═════ Supplied entries ═════

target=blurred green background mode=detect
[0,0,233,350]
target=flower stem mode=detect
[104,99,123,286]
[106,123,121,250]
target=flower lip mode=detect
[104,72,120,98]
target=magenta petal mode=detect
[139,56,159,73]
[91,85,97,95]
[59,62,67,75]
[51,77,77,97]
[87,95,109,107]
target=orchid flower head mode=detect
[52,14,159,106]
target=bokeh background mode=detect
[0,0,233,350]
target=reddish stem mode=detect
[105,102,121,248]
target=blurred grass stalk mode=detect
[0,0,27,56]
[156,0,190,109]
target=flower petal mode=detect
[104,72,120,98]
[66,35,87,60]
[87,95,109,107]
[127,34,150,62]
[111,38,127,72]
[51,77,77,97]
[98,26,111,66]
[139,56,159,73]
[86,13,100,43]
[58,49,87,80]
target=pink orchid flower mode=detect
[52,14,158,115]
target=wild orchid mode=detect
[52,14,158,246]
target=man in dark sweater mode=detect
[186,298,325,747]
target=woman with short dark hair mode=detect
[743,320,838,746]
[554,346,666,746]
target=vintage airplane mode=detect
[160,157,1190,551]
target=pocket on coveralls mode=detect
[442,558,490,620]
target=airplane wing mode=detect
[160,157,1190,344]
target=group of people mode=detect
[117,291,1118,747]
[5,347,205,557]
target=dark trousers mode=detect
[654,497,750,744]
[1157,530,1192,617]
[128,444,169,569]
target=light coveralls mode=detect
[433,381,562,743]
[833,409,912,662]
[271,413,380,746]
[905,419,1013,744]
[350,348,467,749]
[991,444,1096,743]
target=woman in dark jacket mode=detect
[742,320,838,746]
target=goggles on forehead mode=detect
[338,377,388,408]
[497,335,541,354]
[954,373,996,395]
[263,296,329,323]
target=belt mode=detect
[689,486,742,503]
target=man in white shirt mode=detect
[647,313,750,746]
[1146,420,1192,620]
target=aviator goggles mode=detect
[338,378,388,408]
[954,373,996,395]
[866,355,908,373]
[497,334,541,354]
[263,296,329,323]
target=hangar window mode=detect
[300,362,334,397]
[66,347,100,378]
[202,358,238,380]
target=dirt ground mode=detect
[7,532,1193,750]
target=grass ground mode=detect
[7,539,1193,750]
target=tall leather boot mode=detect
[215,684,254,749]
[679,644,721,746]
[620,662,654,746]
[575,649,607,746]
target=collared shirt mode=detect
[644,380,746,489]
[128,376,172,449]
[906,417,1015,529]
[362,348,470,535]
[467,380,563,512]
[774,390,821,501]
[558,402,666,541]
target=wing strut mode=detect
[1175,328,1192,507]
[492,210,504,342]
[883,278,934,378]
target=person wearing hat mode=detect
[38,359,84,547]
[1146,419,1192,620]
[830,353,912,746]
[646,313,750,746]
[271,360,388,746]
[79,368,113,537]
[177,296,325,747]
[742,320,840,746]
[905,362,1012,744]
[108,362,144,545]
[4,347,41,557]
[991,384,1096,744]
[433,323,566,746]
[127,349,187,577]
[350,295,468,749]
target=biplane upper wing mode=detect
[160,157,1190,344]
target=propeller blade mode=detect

═════

Each record above should be repeated exactly as it appears.

target=blurred green background mode=detect
[0,0,233,350]
target=flower stem mode=detect
[104,99,123,286]
[106,123,121,250]
target=flower lip mode=detect
[104,72,120,98]
target=magenta petal mode=detect
[139,56,159,73]
[91,85,97,95]
[59,62,67,75]
[51,77,77,97]
[87,95,109,107]
target=orchid flower head mode=detect
[52,14,159,106]
target=bokeh background mode=detect
[0,0,233,350]
target=reddish stem mode=detect
[105,102,121,248]
target=blurred grass stalk mode=detect
[0,0,27,56]
[156,0,190,109]
target=flower petal mode=detect
[104,72,120,98]
[66,35,87,60]
[87,95,109,107]
[127,34,150,62]
[111,38,127,72]
[51,77,77,97]
[98,26,111,66]
[139,56,159,73]
[86,13,100,43]
[58,49,87,80]
target=pink orchid flower mode=detect
[52,14,158,115]
target=wild orchid mode=detect
[52,14,158,246]
target=man in dark sweater mode=detect
[186,298,325,747]
target=woman with short dark hair mode=detect
[743,320,838,746]
[554,346,666,746]
target=vintage airplane mode=detect
[160,157,1190,551]
target=pocket on coveralls mode=detect
[442,558,490,620]
target=airplane wing mode=detect
[160,157,1190,344]
target=group of people mode=detect
[117,291,1118,747]
[5,347,205,557]
target=dark trousers mode=detect
[654,497,750,744]
[1157,530,1192,617]
[128,444,169,569]
target=light coveralls mode=detect
[433,381,562,743]
[833,409,912,662]
[271,413,380,746]
[905,419,1013,744]
[350,348,467,749]
[991,444,1096,743]
target=woman in dark jacket mode=detect
[742,320,838,746]
target=goggles on forehead mode=detect
[338,377,388,408]
[497,335,541,354]
[954,373,996,395]
[263,296,329,323]
target=belt mode=detect
[689,486,742,503]
target=man in white shirt mode=detect
[647,313,750,746]
[1146,420,1192,620]
target=aviator goggles mode=detect
[338,378,388,408]
[954,373,996,395]
[866,355,908,373]
[497,334,541,354]
[263,296,329,323]
target=hangar window mode=detect
[300,362,334,397]
[66,347,100,378]
[202,358,238,380]
target=dirt ground mode=detect
[7,532,1193,750]
target=grass ground mode=detect
[7,539,1193,750]
target=tall leather boot mode=detect
[215,684,254,749]
[679,644,721,746]
[620,662,654,746]
[575,649,607,746]
target=collared shirt mode=detect
[644,380,746,489]
[128,376,172,449]
[906,417,1015,529]
[362,348,470,535]
[467,380,563,512]
[774,390,821,501]
[558,402,666,541]
target=wing strut mode=detect
[1175,328,1192,507]
[492,210,504,342]
[883,278,934,378]
target=person wearing hat mode=detect
[38,359,84,547]
[1146,419,1192,620]
[830,353,912,746]
[646,313,750,746]
[271,360,388,746]
[79,368,113,537]
[177,296,325,747]
[742,320,840,746]
[905,362,1012,744]
[108,362,144,545]
[4,347,41,557]
[991,384,1096,744]
[433,323,566,746]
[127,349,187,577]
[350,295,468,749]
target=biplane upper wing mode=detect
[160,157,1190,344]
target=propeller blade mode=detect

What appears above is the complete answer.